以下のすべての行で「component」を「system」に置き換えて、書き直してもらえますか？それ以外はすべてそのままにしてください。
# # #
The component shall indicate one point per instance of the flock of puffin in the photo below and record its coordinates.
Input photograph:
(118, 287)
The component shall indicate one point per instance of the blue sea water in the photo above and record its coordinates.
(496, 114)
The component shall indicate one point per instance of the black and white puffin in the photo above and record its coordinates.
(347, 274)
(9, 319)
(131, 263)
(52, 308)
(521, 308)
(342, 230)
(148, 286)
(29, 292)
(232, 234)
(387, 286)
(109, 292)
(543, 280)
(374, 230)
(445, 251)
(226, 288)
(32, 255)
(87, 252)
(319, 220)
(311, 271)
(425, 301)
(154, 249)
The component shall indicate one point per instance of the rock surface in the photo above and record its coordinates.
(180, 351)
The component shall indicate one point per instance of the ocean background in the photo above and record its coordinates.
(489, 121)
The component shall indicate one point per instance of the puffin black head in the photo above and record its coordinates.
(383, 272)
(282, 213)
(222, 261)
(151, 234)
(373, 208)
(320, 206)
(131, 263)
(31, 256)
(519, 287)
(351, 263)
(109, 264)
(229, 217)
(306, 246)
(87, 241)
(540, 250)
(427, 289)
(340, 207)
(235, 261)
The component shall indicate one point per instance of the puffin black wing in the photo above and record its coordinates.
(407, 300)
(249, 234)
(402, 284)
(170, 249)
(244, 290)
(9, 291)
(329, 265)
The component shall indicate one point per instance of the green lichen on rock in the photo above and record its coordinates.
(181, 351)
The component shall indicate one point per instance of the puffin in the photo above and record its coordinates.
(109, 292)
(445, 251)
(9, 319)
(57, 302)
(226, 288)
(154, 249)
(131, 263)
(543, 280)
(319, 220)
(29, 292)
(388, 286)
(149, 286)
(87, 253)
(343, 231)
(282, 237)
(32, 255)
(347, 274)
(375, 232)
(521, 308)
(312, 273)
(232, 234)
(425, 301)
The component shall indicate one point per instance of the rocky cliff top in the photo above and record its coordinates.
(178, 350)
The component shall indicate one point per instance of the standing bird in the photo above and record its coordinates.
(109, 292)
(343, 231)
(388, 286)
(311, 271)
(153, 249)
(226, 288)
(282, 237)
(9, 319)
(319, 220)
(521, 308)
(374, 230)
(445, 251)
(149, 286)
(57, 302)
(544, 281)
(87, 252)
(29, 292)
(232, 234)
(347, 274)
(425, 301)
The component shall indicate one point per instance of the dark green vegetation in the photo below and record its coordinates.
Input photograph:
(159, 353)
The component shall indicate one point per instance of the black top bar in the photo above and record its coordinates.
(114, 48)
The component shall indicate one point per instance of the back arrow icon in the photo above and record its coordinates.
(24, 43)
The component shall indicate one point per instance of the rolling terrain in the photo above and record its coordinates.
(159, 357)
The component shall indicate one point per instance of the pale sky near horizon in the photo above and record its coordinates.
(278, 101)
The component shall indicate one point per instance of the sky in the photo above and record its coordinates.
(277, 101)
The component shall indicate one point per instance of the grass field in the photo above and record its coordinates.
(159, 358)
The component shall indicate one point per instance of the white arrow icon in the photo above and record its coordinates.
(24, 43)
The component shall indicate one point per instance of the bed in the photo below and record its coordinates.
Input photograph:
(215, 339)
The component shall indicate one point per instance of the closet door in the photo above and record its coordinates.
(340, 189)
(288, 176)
# # #
> **完成課題**
The system shall indicate one point per instance of the flock of puffin in the photo below and record its coordinates.
Input photograph:
(118, 287)
The system shall indicate one point per instance of the blue sea water in the photo above and record its coordinates.
(496, 114)
The system shall indicate one point per instance of the black and white puffin in the photo above and record its coordinates.
(347, 274)
(9, 319)
(131, 263)
(52, 308)
(521, 308)
(342, 230)
(148, 286)
(29, 292)
(232, 234)
(387, 286)
(109, 292)
(543, 280)
(374, 230)
(445, 251)
(226, 288)
(32, 255)
(87, 252)
(319, 220)
(311, 271)
(425, 301)
(154, 249)
The system shall indicate one point per instance of the rock surface in the photo above and record its coordinates.
(180, 351)
The system shall indicate one point per instance of the ocean background in the photo above and record its coordinates.
(489, 121)
The system shall indicate one point per instance of the puffin black head in the photo above and record its coordinates.
(383, 272)
(282, 213)
(222, 261)
(151, 234)
(373, 208)
(320, 206)
(131, 263)
(31, 256)
(519, 287)
(351, 263)
(109, 264)
(229, 217)
(306, 246)
(87, 241)
(540, 250)
(427, 289)
(340, 207)
(235, 261)
The system shall indicate one point per instance of the puffin black wing in the photo above and record its coordinates.
(407, 300)
(249, 234)
(402, 284)
(170, 249)
(244, 290)
(9, 291)
(329, 265)
The system shall indicate one point per instance of the green lichen on rock in the photo above and record its coordinates.
(181, 351)
The system shall indicate one point per instance of the puffin in the photo above and record its coordinates.
(109, 292)
(445, 251)
(9, 319)
(57, 302)
(226, 288)
(154, 249)
(131, 263)
(543, 280)
(319, 220)
(29, 292)
(388, 286)
(149, 286)
(87, 253)
(343, 231)
(282, 237)
(32, 255)
(347, 274)
(375, 232)
(521, 308)
(312, 273)
(232, 234)
(425, 301)
The system shall indicate one point per instance of the rocky cliff top in the photo above and record its coordinates.
(178, 350)
The system shall indicate one point per instance of the standing bird in the photo above and record its coordinates.
(109, 292)
(343, 231)
(388, 286)
(311, 271)
(153, 249)
(226, 288)
(282, 237)
(9, 319)
(319, 220)
(521, 308)
(374, 230)
(445, 251)
(149, 286)
(57, 302)
(544, 281)
(87, 252)
(29, 292)
(232, 234)
(347, 274)
(425, 301)
The system shall indicate one point per instance of the dark green vegetation in the photo below and record its coordinates.
Input photograph:
(159, 353)
The system shall indicate one point per instance of the black top bar in the photo above and record its coordinates.
(114, 48)
The system shall indicate one point per instance of the back arrow icon in the photo above and record its coordinates.
(24, 43)
The system shall indicate one point per instance of the rolling terrain in the photo above and record its coordinates.
(159, 357)
The system shall indicate one point per instance of the pale sky near horizon in the photo above and record its coordinates.
(278, 101)
The system shall indicate one point per instance of the sky in the photo above and record its coordinates.
(277, 101)
The system shall indicate one point per instance of the grass field in the photo above and record its coordinates.
(159, 358)
The system shall indicate one point per instance of the white arrow icon in the photo above and record its coordinates.
(24, 43)
The system shall indicate one point per instance of the bed in the photo below and record its coordinates.
Input photograph:
(215, 339)
The system shall indicate one point per instance of the closet door in the photo above and record its coordinates.
(340, 189)
(288, 176)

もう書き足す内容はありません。